» TEXT PROVIDED
* * *
2. The hydro-voltaic device as claimed in claim 1, wherein the device has dimensions of length 30-80 mm X tubular diameter 8-15 mm X tube wall thickness of 1-2 mm.

3. The hydro-voltaic device as claimed in claim 1, wherein the first and second electrodes (111, 113) are connected along the length of the tubular structure (101).

4. The hydro-voltaic device as claimed in claim 1, wherein the barrier (117) includes a cotton ball.

5. The hydro-voltaic device as claimed in claim 1, wherein the device is configured to generate enhanced voltage on solar irradiation wherein the open top end is affixed with carbon cloth (119).

6. The hydro-voltaic device as claimed in claim 1, wherein the device is configured to generate enhanced voltage on exposing the open top end to hot air.

7. The hydro-voltaic device as claimed in claim 1, wherein the generated voltage is in a range 0.6V to 1V.

8. The hydro-voltaic device as claimed in claim 1, wherein the device (100) generates current in a range of 90- 95 µA.

9. A method (200) of fabricating a soil based hydro-voltaic device to generate voltage and current, the method comprising the steps of:
providing filtered soil (201) with a predetermined particle size;
providing a tubular structure (203) having electrodes at either end thereof and connected along the length;
packing the soil (205) along the length of the tubular structure;
placing the tubular structure in a reservoir (207) comprising an aqueous solution;
allowing the water to flow through the tubular structure (209) by capillary action; and
forming an electric double layer (211) at soil- aqueous solution interfaces, thereby generating voltage and causing flow of current across the ends of the tubular structure.

10. The method as claimed in claim 7, wherein the predetermined particle size of the soil is obtained by sieving with a filter having a mesh size of at least 0.6 mm.

11. The method as claimed in claim 7, wherein the predetermined particle size of the soil comprises a particle diameter size is in a range 150- 200 µm and the gap between the soil grains in a range 60-90 µm.

12. The method as claimed in claim 7, comprising the step of exposing the device to a light source to enhance the voltage generated.

13. The method as claimed in claim 7, comprising the step of exposing the device to hot air to enhance the voltage generated.

Dr V. SHANKAR
IN/PA-1733
For and on behalf of the Applicants
* * *
» GIVEN DATA
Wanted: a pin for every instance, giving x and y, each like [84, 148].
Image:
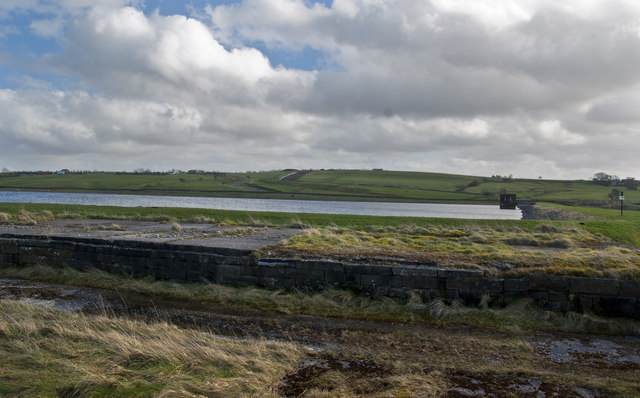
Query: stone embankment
* * *
» WHAT IS ASKED
**a)** Answer these from the hydro-voltaic device claims, one line each:
(i) What voltage range does the device generate?
(ii) What current range does the device generate?
(iii) What does the barrier (117) include?
**b)** In the hydro-voltaic device claims, recast the paragraph beginning "9. A method (200) of fabricating" as a short numbered list of its steps, with one introductory line that says what the method produces.
**c)** The hydro-voltaic device claims give several quantities as a range between two values. List every one of them, each with its range.

» ANSWERS FOR THIS EXERCISE
**a)**
(i) 0.6V to 1V
(ii) 90-95 µA
(iii) A cotton ball

**b)**
Method (200) for fabricating a soil-based hydro-voltaic device that generates voltage and current:
1. Provide filtered soil (201) of a predetermined particle size.
2. Provide a tubular structure (203) with electrodes at either end, connected along its length.
3. Pack the soil (205) along the length of the tube.
4. Place the tube in a reservoir (207) holding an aqueous solution.
5. Let water flow through the tube (209) by capillary action.
6. Form an electric double layer (211) at the soil-aqueous solution interfaces, which generates voltage and drives current across the ends of the tube.

**c)**
- Device length: 30-80 mm
- Tubular diameter: 8-15 mm
- Tube wall thickness: 1-2 mm
- Generated voltage: 0.6V to 1V
- Generated current: 90-95 µA
- Soil particle diameter: 150-200 µm
- Gap between soil grains: 60-90 µm